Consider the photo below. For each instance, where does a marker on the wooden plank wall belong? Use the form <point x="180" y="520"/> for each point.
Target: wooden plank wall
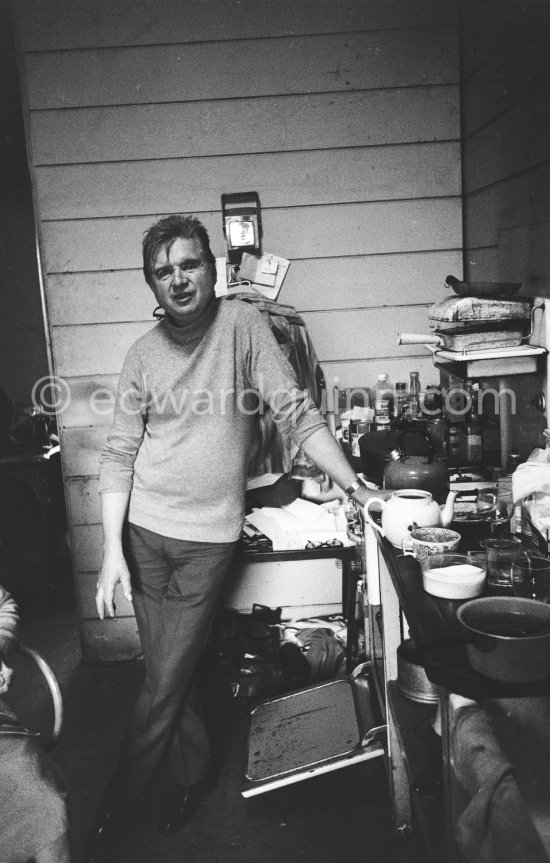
<point x="344" y="117"/>
<point x="505" y="79"/>
<point x="505" y="87"/>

::::

### The request
Lay out every line of the items above as a Markdown table with the columns Row and Line, giving each line its own numbered row and leaving out blank lines and the pictures.

### Answer to this exercise
| Row | Line |
|---|---|
| 1 | Consider the photo below. For each instance, where does a marker on the wooden plank wall belong? Use the form <point x="180" y="520"/> for each point. |
| 2 | Target: wooden plank wall |
| 3 | <point x="344" y="117"/> |
| 4 | <point x="505" y="79"/> |
| 5 | <point x="505" y="87"/> |